_Objectif_: Reprenez le texte sur l'anti-judaïsme chrétien et la Shoah après sa dernière phrase.

Abordant la question du poids de la responsabilité chrétienne dans la Shoah, le texte la récuse comme « historiquement infondée », car, estime-t-il, cette analyse oublie le caractère particulier du national-socialisme. Le texte précise : « Il est hors de doute que, pendant quasiment deux millénaires, les relations entre chrétiens et juifs ont été, particulièrement en Europe, marquées par un fort anti-judaïsme, qui a provoqué, pour les juifs, des conditions de vie assez difficiles. Ils ont été accusés d’être un peuple maudit et rejeté par Dieu pour le fait d’avoir récusé, et récusé obstinément, la croyance en Jésus-Christ, de haïr les chrétiens, d’être un peuple déicide pour avoir mis à mort, par la main de Pilate, le Fils de Dieu, d’être un peuple condamné à être dispersé pour avoir rejeté Jésus, d’accomplir des sacrifices rituels avec des enfants chrétiens, de profaner des hosties consacrées, d’empoisonner les eaux (ces accusations populaires furent repoussées comme fausses par les papes) et, enfin, de pratiquer l’usure. Ces a priori pseudo-théologiques, qui prétendaient se fonder sur le Nouveau Testament, ont donné lieu à des législations anti-juives, à des conversions forcées au christianisme, à l’institution de ghettos, à la formation de persécutions religieuses, à des « pogroms » et à l’assassinat d’individus ou de groupes juifs plus ou moins nombreux à l’occasion de révoltes populaires. »

_Lignes affichées_:
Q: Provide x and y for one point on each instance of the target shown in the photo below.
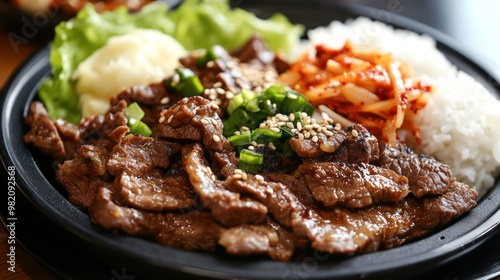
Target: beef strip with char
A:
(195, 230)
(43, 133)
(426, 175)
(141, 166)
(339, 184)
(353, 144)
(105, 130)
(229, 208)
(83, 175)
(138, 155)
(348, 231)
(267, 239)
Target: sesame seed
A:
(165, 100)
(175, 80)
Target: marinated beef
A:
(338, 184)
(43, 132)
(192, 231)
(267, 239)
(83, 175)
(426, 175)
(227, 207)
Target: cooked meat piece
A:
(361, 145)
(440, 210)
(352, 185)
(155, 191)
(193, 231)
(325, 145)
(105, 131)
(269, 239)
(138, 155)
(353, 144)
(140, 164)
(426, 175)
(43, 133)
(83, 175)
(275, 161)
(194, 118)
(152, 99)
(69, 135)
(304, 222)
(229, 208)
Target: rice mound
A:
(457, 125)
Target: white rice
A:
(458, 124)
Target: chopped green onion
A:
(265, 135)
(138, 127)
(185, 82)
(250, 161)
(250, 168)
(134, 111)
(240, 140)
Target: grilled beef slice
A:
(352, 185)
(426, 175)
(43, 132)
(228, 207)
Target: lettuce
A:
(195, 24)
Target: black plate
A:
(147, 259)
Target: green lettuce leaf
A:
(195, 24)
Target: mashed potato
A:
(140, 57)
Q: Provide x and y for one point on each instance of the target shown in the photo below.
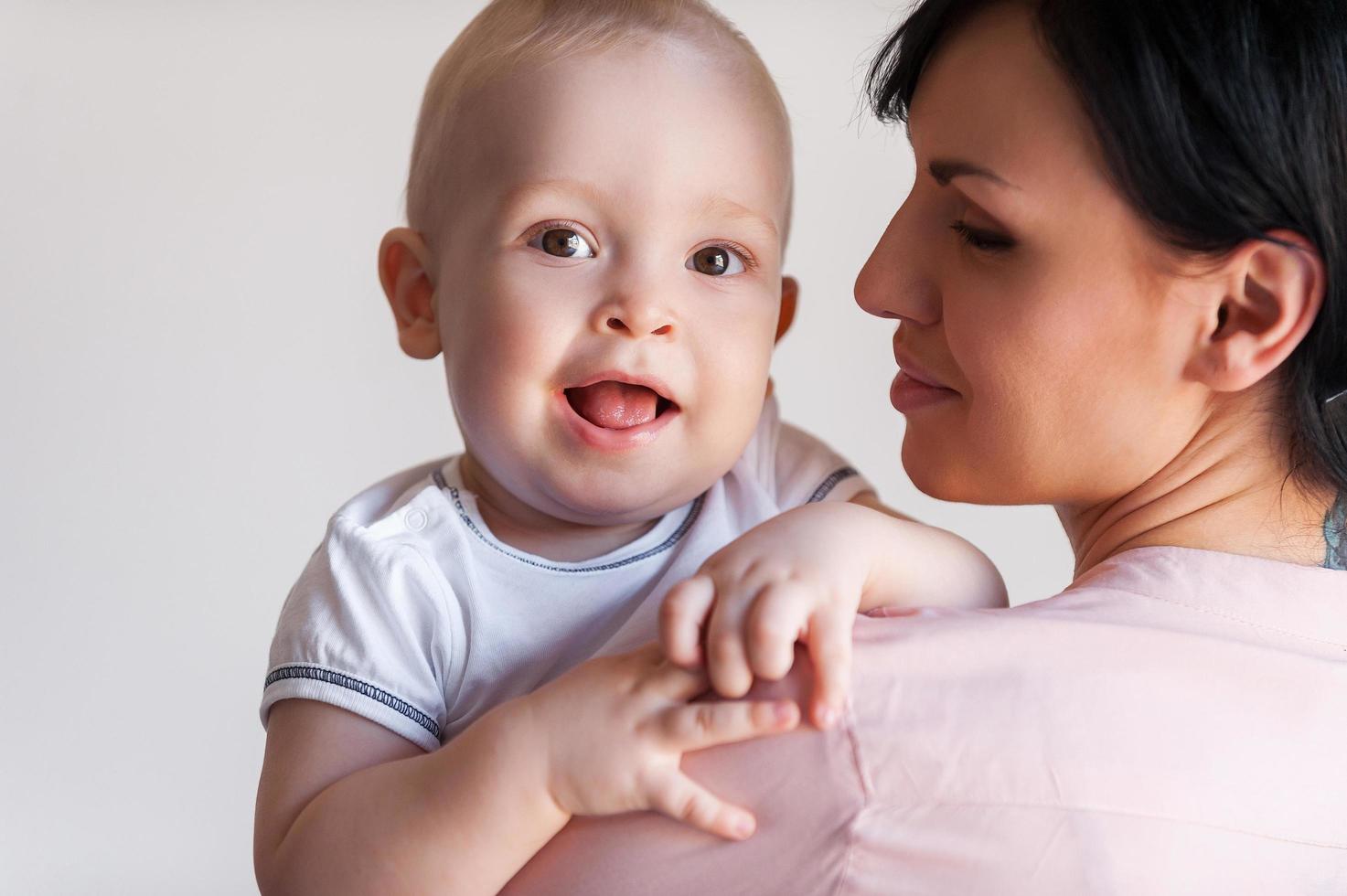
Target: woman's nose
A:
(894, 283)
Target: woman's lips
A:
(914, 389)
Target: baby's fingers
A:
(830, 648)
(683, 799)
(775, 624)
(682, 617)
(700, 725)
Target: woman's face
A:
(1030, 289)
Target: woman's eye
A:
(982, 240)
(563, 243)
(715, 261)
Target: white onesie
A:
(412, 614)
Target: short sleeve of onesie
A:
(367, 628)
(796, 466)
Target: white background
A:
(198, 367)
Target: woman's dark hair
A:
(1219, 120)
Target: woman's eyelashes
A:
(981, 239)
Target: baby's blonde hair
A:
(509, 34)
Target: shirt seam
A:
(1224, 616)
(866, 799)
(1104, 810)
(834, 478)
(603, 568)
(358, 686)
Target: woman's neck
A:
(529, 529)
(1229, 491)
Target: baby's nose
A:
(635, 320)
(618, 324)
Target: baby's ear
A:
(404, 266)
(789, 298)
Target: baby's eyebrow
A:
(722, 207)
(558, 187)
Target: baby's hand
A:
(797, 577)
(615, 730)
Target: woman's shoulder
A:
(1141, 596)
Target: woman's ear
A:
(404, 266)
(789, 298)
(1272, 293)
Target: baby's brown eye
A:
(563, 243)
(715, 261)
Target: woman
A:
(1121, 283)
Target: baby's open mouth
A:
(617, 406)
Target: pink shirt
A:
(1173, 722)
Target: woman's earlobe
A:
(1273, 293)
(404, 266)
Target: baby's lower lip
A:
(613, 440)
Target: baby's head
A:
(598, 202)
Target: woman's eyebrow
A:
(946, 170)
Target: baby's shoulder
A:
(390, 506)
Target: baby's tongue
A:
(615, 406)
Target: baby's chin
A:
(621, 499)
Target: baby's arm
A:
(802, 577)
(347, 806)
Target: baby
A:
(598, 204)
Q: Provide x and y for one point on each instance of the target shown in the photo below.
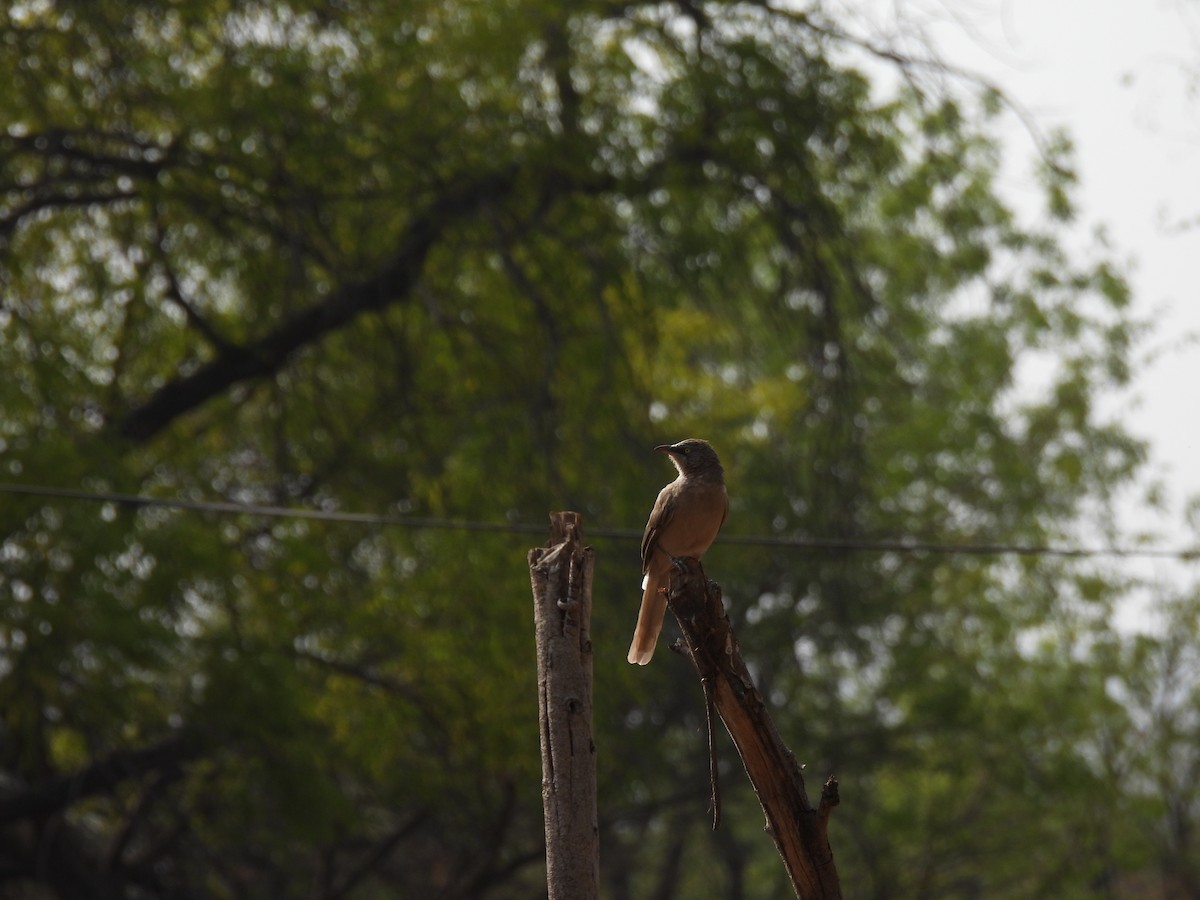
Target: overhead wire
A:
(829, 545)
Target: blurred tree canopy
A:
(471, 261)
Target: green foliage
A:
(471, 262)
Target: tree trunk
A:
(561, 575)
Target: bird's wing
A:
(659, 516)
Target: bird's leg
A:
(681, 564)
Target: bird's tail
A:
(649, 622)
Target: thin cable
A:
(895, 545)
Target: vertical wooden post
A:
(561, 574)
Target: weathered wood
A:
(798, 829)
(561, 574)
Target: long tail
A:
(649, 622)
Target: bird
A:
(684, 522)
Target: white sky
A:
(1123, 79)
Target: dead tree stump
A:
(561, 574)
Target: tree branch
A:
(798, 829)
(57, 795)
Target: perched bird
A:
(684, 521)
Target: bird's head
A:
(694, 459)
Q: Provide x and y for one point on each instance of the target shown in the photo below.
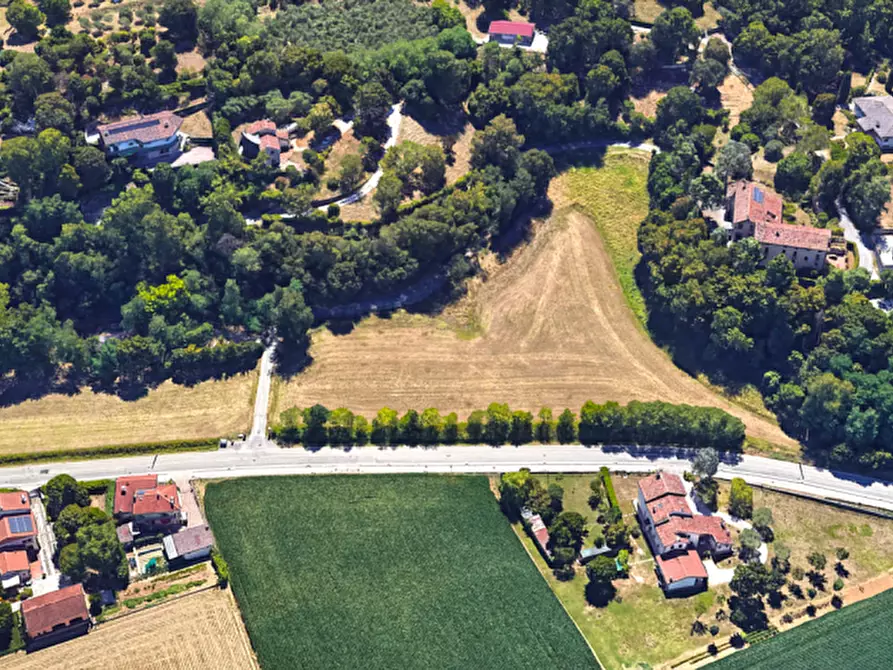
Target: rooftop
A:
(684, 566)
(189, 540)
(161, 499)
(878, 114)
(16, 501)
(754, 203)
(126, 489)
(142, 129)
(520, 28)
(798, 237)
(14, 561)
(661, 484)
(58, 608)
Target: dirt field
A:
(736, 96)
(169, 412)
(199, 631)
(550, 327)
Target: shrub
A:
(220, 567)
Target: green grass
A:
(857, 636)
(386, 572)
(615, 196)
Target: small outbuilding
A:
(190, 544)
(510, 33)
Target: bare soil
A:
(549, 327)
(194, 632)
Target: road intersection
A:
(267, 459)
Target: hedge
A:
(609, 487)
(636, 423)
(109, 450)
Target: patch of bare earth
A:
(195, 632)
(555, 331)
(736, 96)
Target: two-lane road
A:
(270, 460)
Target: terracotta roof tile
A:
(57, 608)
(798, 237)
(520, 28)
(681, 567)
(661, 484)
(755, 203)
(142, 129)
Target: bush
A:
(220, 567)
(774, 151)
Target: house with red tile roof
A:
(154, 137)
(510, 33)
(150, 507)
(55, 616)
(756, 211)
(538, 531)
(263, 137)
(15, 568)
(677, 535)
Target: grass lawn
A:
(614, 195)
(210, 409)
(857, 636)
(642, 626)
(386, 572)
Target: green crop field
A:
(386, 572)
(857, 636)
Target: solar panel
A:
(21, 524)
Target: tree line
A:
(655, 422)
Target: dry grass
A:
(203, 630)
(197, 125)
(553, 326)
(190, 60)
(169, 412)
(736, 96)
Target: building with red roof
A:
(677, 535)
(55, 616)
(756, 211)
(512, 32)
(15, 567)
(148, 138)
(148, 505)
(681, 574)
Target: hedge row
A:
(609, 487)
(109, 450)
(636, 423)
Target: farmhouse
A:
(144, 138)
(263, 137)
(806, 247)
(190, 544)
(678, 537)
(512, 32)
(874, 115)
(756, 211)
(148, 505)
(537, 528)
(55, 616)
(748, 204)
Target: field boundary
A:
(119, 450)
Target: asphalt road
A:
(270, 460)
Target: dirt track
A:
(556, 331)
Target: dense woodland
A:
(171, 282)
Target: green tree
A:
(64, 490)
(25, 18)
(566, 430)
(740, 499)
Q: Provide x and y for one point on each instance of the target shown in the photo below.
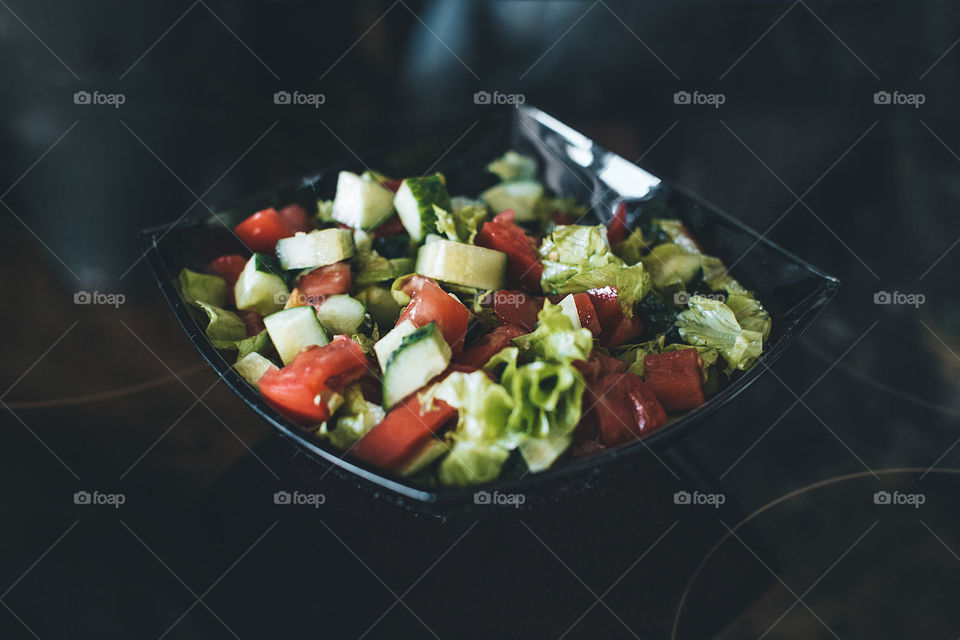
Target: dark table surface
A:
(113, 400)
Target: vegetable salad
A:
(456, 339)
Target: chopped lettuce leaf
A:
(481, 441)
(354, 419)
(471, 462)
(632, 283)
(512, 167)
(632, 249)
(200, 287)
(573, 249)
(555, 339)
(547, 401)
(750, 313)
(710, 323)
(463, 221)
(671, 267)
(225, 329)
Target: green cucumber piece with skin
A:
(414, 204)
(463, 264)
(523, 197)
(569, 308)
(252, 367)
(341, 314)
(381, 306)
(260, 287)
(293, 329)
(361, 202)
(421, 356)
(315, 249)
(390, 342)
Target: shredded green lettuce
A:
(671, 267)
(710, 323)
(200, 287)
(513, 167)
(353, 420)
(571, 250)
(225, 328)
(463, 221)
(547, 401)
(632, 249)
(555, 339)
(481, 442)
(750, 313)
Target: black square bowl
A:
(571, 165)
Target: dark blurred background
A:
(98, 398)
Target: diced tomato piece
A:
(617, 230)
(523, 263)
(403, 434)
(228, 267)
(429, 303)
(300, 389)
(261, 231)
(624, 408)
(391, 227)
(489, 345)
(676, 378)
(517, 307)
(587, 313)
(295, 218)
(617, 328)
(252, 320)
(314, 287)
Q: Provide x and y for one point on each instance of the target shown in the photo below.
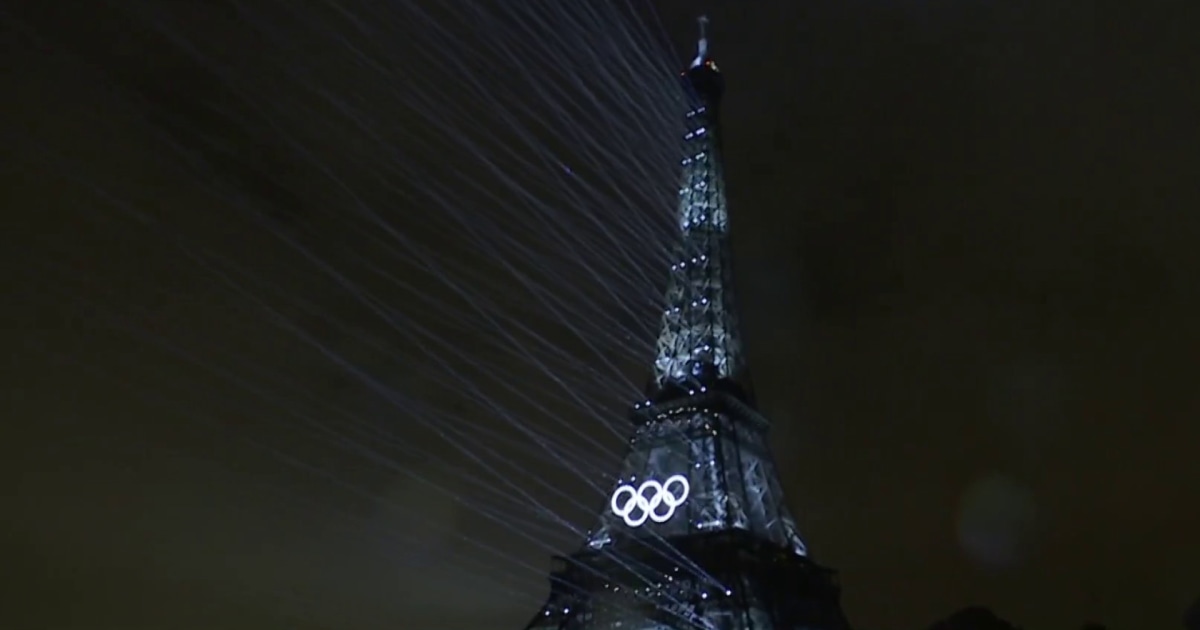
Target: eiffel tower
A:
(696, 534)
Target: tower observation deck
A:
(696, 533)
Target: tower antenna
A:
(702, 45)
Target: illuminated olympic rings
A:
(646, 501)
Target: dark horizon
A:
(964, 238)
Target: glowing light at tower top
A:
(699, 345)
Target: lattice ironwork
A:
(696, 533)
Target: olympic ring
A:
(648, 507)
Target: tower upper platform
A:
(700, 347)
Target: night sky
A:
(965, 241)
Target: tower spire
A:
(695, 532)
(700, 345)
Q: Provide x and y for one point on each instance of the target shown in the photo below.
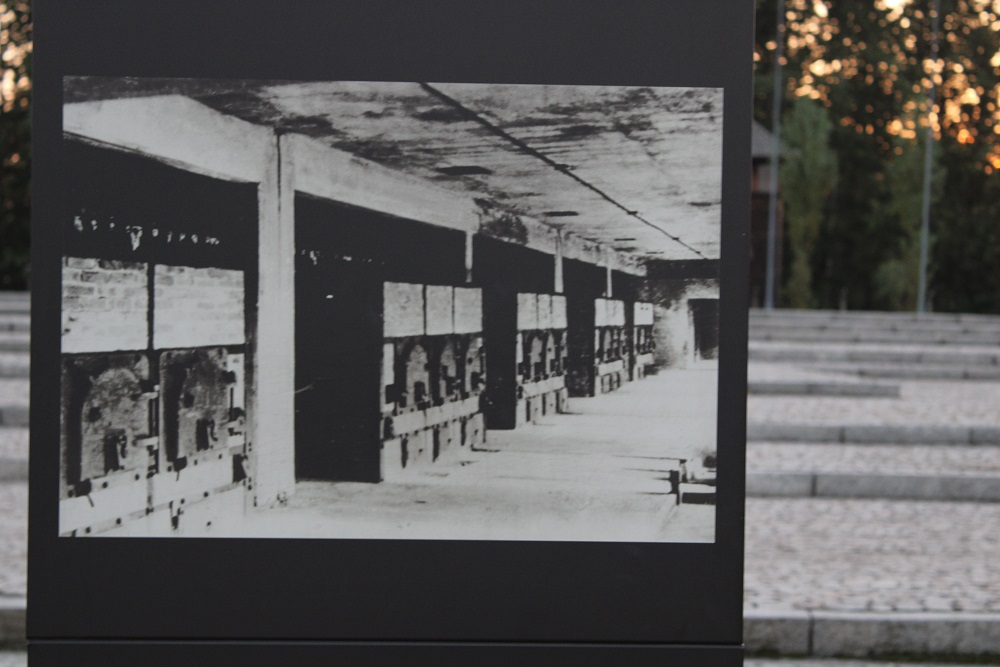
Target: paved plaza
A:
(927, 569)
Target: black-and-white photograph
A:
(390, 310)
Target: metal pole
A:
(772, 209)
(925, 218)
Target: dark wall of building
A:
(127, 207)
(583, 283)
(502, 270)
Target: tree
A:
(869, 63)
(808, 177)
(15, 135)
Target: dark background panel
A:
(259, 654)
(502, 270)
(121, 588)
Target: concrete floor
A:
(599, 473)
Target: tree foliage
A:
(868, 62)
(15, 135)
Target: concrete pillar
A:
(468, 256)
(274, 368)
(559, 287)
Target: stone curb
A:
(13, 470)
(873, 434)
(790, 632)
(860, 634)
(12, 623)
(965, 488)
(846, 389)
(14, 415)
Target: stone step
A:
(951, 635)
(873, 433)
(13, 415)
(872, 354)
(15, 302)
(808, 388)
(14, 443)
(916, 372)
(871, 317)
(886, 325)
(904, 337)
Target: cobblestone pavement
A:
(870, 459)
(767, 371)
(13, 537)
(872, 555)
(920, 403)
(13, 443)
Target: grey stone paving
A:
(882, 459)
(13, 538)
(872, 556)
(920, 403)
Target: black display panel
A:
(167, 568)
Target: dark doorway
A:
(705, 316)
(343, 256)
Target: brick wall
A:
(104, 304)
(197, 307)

_Résultat attendu_:
… et antichristianisme juif

Toutefois, poursuit le texte, « il ne faut pas oublier l’attitude des juifs vis-à-vis des chrétiens : leur prière quotidienne prévoyait une […] maléédiction contre les hérétiques et contre les chrétiens (les nozrim, disciples du Nazaréen), on priait pour qu’ils « disparaissent dans l’instant et qu’ils soient rayés du livre de la vie » […], on présentait aussi le Christ comme un sorcier […] poussant le peuple juif à l’apostasie. […] Un autre rumeur infamante courait sur le compte Jésus, affirmant qu’il était né d’un adultère et que son vrai père aurait été un soldat romain du nom de Pantera ou Pandera, ce qui explique que Jésus est nommé dans différents textes rabbiniques comme « ben Pandera », fils de Pandera. »

Le texte reconnaît cependant : « Il est vrai, dans tous les cas, qu’un antijudaïsme, persistant et âpre, a existé dans le monde chrétien, lequel a pénétré profondément la conscience populaire chrétienne. Mais il est également exact qu’en deux mille ans, et dans des situations les plus diverses – y compris là où une élimination systématique des juifs aurait été possible -, jamais aucune action comparable à la Shoah ne s’est produite. »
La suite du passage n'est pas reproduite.